● Tasks to complete:
(1) In the blog post, which school was the writer playing a match against as a college sophomore?
(2) Rewrite the part of the blog post starting with "In yesterday’s post, I" and going on through "than a blessing.", with "Princeton University" changed to "Yale University".

● Document extract:
┌──

In yesterday’s post, I had the nerve to ask whether a degree from Princeton University (or any other “elite” school for that matter) is more of a burden than a blessing.

In case you’re curious, here I am as a college sophomore in backhand mode playing a match against Brown.  I won that day. You don’t think I’d post a photo of a LOSING match, do you?

Although yesterday’s question admittedly takes a jaundiced view of something that is an enormous privilege, it resonated with more than a few people over on Facebook.  In the words of a Harvard graduate:

Thanks for – once again – putting in words the thoughts that go through many heads, including mine.”

So, to answer the original question:  how does one best navigate the expectations that arise from that educational pedigree?  How can you feel like you are anything other than a disappointment unless you’re a CEO, an elected official, a Nobel-Prize winning researcher, or the pastor of the most happening church in the world?

I can’t answer for everyone, of course.  I can only answer from my experience, which is this:  I didn’t really want to go to there.  I didn’t exactly love it while I was there.  And I am convinced from hindsight that God masterplanned all of it to set me up for the rest of my life.

└──

● Extracted material:
┌──

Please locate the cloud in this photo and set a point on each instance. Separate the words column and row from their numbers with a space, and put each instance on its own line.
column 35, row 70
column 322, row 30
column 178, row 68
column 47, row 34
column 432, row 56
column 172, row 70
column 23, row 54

└──

● Solutions to the tasks:
(1) Brown

(2)
In yesterday’s post, I had the nerve to ask whether a degree from Yale University (or any other “elite” school for that matter) is more of a burden than a blessing.